== RECORDS SHOWN ==

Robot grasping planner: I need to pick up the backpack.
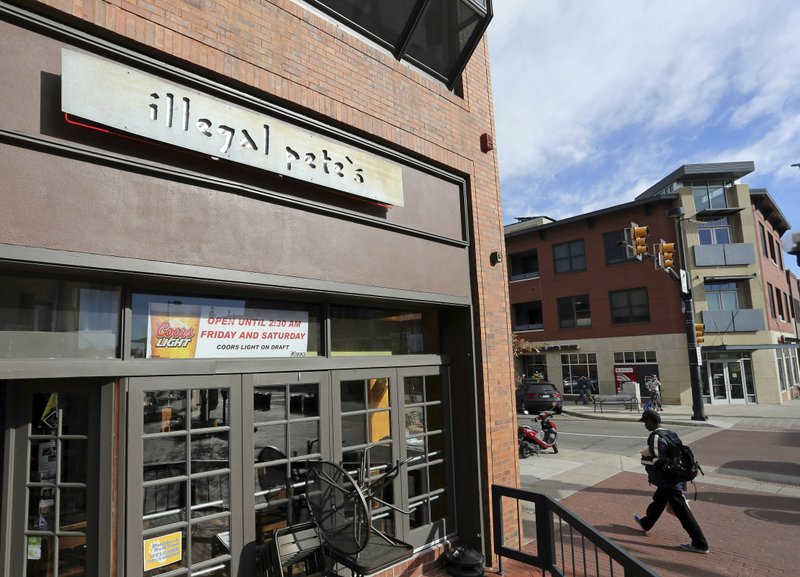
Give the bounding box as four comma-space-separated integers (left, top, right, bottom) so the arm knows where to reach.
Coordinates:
656, 431, 704, 484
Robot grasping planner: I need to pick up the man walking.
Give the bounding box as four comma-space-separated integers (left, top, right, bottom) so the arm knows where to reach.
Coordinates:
576, 375, 590, 405
633, 409, 709, 554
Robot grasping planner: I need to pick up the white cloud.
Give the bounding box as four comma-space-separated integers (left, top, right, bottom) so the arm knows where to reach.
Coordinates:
488, 0, 800, 187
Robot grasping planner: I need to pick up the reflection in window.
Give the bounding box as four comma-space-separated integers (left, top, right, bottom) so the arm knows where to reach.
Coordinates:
305, 0, 492, 89
253, 382, 321, 545
557, 295, 591, 328
25, 392, 92, 577
404, 374, 448, 530
140, 385, 232, 572
609, 288, 650, 324
697, 217, 731, 245
553, 240, 586, 273
0, 275, 121, 358
331, 306, 439, 355
692, 181, 729, 211
704, 282, 740, 311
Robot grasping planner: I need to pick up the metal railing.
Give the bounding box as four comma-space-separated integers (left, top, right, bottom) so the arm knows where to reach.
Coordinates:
492, 485, 659, 577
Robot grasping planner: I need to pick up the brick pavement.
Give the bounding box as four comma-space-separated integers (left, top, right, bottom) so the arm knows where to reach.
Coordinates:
559, 470, 799, 577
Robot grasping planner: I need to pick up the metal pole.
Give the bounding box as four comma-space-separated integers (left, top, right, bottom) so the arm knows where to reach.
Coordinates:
670, 211, 707, 421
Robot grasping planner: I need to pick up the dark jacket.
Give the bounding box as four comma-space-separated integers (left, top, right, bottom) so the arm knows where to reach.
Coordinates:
642, 427, 686, 490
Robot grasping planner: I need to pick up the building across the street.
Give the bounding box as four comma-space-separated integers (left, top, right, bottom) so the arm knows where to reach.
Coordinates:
506, 162, 800, 407
0, 2, 517, 577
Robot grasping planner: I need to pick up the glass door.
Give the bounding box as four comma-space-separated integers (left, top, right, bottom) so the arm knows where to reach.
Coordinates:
127, 375, 242, 577
242, 372, 331, 557
707, 361, 747, 404
6, 381, 105, 577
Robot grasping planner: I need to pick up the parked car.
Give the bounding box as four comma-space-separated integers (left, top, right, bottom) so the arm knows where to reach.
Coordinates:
562, 377, 598, 395
522, 381, 562, 414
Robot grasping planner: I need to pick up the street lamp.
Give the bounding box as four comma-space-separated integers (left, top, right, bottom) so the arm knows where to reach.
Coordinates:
666, 207, 707, 421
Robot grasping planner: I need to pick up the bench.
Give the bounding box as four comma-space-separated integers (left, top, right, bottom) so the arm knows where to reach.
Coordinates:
592, 394, 639, 413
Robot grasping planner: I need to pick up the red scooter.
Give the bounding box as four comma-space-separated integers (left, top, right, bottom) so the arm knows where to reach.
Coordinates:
518, 410, 559, 457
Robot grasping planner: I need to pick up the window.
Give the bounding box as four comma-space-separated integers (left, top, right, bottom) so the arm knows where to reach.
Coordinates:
561, 353, 598, 391
0, 274, 121, 359
768, 283, 776, 318
557, 295, 591, 328
131, 293, 322, 359
614, 350, 658, 364
513, 301, 543, 331
553, 240, 586, 274
704, 282, 740, 311
776, 287, 785, 321
776, 235, 784, 269
331, 306, 439, 355
402, 373, 448, 536
759, 223, 768, 257
604, 230, 634, 265
609, 288, 650, 324
522, 354, 548, 382
692, 181, 728, 211
304, 0, 493, 90
509, 250, 539, 280
768, 235, 777, 263
697, 217, 731, 245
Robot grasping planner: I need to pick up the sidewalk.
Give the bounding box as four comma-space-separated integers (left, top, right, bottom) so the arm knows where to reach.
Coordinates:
561, 397, 800, 430
515, 399, 800, 577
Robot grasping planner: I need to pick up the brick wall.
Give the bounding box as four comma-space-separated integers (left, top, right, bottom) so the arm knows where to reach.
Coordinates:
22, 0, 516, 562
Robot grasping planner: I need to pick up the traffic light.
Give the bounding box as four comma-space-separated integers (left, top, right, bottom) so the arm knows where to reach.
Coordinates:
695, 323, 705, 344
628, 222, 649, 261
660, 241, 675, 269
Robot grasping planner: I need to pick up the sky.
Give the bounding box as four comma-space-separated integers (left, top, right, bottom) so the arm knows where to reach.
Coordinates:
486, 0, 800, 275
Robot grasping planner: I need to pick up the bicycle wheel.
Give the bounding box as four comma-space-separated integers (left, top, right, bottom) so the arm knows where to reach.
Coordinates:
305, 460, 371, 555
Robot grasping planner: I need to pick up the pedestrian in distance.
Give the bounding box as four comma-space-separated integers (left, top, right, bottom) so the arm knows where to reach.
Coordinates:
576, 375, 590, 405
633, 409, 709, 554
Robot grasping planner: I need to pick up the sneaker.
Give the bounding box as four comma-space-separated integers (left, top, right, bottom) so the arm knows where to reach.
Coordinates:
679, 543, 709, 554
633, 514, 648, 534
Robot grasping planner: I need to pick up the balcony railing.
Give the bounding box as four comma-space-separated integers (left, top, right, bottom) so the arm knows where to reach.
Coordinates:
701, 309, 765, 332
492, 485, 658, 577
693, 243, 755, 266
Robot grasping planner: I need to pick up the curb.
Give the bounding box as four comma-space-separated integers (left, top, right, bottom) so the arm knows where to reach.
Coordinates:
560, 407, 719, 428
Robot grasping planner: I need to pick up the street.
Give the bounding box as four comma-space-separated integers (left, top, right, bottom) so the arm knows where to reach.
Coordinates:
516, 411, 800, 577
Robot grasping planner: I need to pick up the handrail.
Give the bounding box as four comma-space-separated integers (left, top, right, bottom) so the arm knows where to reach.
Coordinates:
492, 485, 659, 577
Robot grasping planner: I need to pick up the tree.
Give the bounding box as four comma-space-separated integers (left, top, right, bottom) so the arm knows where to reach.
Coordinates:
511, 335, 549, 406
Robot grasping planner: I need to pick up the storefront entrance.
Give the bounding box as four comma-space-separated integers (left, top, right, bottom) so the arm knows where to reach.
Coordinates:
3, 380, 110, 577
707, 359, 750, 404
125, 366, 450, 576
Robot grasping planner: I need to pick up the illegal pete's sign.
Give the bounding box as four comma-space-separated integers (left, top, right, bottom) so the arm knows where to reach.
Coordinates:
147, 303, 309, 359
60, 49, 404, 206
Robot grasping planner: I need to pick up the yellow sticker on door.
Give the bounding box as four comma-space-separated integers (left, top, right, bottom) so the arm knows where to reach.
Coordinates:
143, 531, 182, 570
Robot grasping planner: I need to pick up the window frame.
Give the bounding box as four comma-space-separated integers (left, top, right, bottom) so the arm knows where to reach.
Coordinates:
556, 294, 591, 328
512, 301, 543, 331
508, 250, 539, 280
609, 288, 651, 324
553, 240, 587, 274
603, 230, 634, 265
704, 282, 741, 311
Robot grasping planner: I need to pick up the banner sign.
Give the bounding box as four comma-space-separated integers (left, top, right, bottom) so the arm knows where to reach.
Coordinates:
143, 531, 182, 571
61, 49, 404, 206
147, 302, 309, 359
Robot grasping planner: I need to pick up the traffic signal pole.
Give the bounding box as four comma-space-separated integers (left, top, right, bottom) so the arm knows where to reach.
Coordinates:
668, 208, 707, 421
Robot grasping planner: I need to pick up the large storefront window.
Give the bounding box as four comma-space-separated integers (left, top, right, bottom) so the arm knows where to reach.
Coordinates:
330, 306, 439, 355
131, 293, 321, 359
0, 275, 121, 358
561, 353, 598, 391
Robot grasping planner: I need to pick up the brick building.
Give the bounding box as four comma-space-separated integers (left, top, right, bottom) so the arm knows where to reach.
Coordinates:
506, 162, 800, 407
0, 2, 517, 576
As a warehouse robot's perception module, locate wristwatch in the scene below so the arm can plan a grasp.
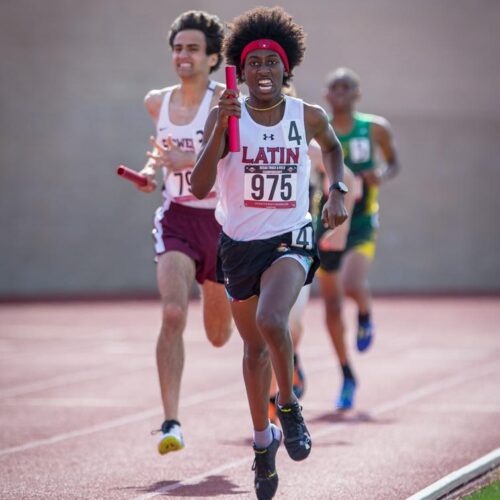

===

▸ YOUR GOAL
Please transcribe, word for word, every line from the one containing "Robot grasping planner: I need to pick up the brick building." through the last line of the records, both included, and leave the pictures out.

▸ RESULT OF THIS EXERCISE
Robot grasping planner: I need to pick up the brick building.
Give the bounding box as four comma-space-separated integers (left, top, right, bottom) so the arm knows where to reach.
Coordinates:
506, 162, 800, 407
0, 2, 517, 576
As a warehouse robot's perception module, locate wristwatch in the scene below so the arm can plan a grasp.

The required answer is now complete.